▸ **Kutipan Sumber**:

------

Surat Edaran Menaker Soal THR Dianggap Tak Lindungi Hak Buruh
JAKARTA - Menteri Tenaga Kerja (Menaker) Ida Fauziyah, menerbitkan surat edaran menteri terkait pelaksanaan pemberian Tunjangan Hari Raya (THR) dari perusahaan di tengah pandemi COVID-19.
Dalam surat bernomor M/6/HI.00.01/V/2020, Ida meminta seluruh Gubernur memastikan perusahaan membayarkan THR keagamaan kepada pekerja atau buruh sesuai dengan aturan perundangan.
Hanya saja, bagi perusahaan yang tak mampu membayarkan THR kepada para pekerjanya maka dia meminta ada diskusi untuk membahas solusi antara pengusaha dan para pekerja.
"Proses dialog tersebut dilakukan secara kekeluargaan, dilandasi dengan laporan keuangan internal perusahaan yang transparan dan itikad baik untuk mencapai kesepakatan," kata Ida dalam surat edaran yang dikutip VOI pada Jumat, 8 Mei.
Dari dialog tesebut, Ida berharap ada poin yang bisa disepakati termasuk mengenai pemberian THR bisa dilakukan secara bertahap atau bahkan ditunda.

------

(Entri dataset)
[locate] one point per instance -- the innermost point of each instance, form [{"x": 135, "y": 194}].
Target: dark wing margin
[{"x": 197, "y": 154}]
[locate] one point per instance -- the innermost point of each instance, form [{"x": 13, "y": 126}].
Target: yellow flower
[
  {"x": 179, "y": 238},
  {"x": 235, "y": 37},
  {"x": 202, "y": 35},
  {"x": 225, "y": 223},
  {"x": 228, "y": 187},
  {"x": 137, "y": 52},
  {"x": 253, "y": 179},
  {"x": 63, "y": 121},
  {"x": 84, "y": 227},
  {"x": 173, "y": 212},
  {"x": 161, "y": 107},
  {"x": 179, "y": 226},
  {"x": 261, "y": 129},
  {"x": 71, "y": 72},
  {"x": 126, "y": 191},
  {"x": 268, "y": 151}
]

------

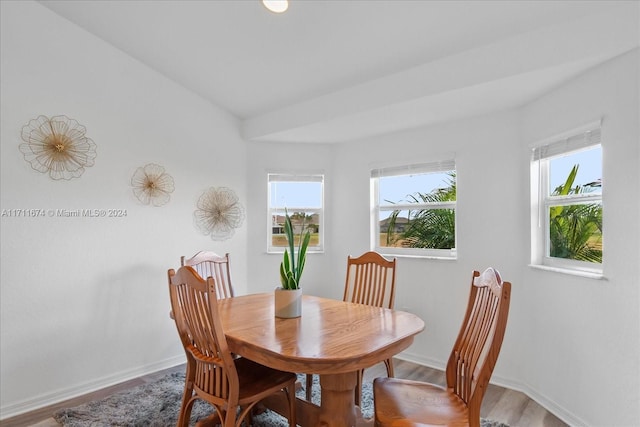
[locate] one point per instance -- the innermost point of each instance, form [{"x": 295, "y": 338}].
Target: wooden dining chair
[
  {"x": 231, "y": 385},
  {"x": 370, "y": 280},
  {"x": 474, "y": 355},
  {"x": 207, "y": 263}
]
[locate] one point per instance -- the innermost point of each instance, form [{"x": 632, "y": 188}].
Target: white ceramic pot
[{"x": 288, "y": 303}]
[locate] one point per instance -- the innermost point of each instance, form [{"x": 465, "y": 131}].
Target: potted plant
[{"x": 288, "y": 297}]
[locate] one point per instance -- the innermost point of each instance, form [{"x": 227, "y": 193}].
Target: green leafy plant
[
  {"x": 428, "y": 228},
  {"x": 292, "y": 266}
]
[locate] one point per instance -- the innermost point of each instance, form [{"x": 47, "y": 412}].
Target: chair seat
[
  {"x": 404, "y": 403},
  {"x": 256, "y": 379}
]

------

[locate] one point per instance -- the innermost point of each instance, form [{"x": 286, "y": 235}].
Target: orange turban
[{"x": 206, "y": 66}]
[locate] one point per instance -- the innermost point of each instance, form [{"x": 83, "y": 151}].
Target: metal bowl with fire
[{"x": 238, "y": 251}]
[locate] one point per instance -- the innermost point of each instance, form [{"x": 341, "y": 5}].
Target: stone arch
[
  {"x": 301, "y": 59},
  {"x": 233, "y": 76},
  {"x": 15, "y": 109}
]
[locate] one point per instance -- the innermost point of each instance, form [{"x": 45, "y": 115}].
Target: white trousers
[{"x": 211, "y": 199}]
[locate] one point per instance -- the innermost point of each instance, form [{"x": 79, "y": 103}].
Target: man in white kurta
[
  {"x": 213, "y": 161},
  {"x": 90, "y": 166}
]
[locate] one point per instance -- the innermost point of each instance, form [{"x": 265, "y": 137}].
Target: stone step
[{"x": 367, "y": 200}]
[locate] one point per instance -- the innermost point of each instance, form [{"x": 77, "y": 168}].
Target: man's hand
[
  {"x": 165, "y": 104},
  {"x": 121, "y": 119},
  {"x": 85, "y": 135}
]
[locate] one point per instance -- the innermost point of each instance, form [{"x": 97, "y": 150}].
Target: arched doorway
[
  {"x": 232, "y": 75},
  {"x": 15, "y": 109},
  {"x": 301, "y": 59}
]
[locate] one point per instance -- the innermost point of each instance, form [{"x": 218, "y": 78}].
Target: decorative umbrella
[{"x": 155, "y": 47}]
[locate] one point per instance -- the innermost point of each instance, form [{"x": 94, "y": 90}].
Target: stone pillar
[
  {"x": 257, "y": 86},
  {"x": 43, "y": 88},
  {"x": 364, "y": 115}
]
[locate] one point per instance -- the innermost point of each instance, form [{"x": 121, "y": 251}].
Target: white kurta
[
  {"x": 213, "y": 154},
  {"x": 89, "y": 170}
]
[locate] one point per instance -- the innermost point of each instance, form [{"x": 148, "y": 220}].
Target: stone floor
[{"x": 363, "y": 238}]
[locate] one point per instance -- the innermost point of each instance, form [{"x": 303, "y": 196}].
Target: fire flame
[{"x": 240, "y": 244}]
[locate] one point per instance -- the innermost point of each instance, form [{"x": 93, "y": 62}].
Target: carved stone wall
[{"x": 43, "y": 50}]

------

Lanjutkan berita tentang surat edaran Menaker soal THR, mulai dari setelah kalimat terakhirnya.

▸ **Hasil**:
"Bila perusahaan tidak mampu membayar THR secara penuh pada waktu yang ditentukan sesuai ketentuan peraturan perundang-undangan maka pembayaran THR dapat dilakukan secara bertahap," tulis Ida dalam poin 2a surat edaran tersebut.
Baca juga:
"Bila perusahaan tidak mampu membayar THR sama sekali pada waktu yang ditentukan sesuai ketentuan peraturan perundang-undangan maka pembayaran THR dapat dilakukan penundaan sampai dengan jangka waktut tertentu yang disepakati," lanjut dia pada poin 2b.
Dalam dialog ini, kata dia, juga harus disepakati waktu dan cara pengenan denda keterlambatan pembayaran THR keagamaan.
Lewat surat edaran ini, Ida juga meminta kesepakatan antara para pengusaha dan pekerja yang sudah dilaporkan perusahaan pada dinas di bidang ketenagakerjaan setempat.
Selain itu dia juga menegaskan, kesepakatan mengenai waktu dan cara pembayaran THR ini tak akan menghilangkan kewajiban pengusaha untuk membayarkan THR keagamaan. Menaker mengatakan, seluruh THR wajib dibayarkan sesuai ketentuan peraturan perundangan dan dibayarkan pada tahun 2020.
THR Harus Dibayarkan Sekaligus
Keluarnya surat edaran yang menyatakan perusahaan boleh mencicil atau menunda pemberian tunjangan keagamaan, kemudian ditanggapi oleh Ketua Umum Federasi Buruh Lintas Pabrik (FBLP), Jumisih. Kata dia, surat edaran yang ditandatangani Ida adalah bukti jika Menaker tak melindungi hak buruh.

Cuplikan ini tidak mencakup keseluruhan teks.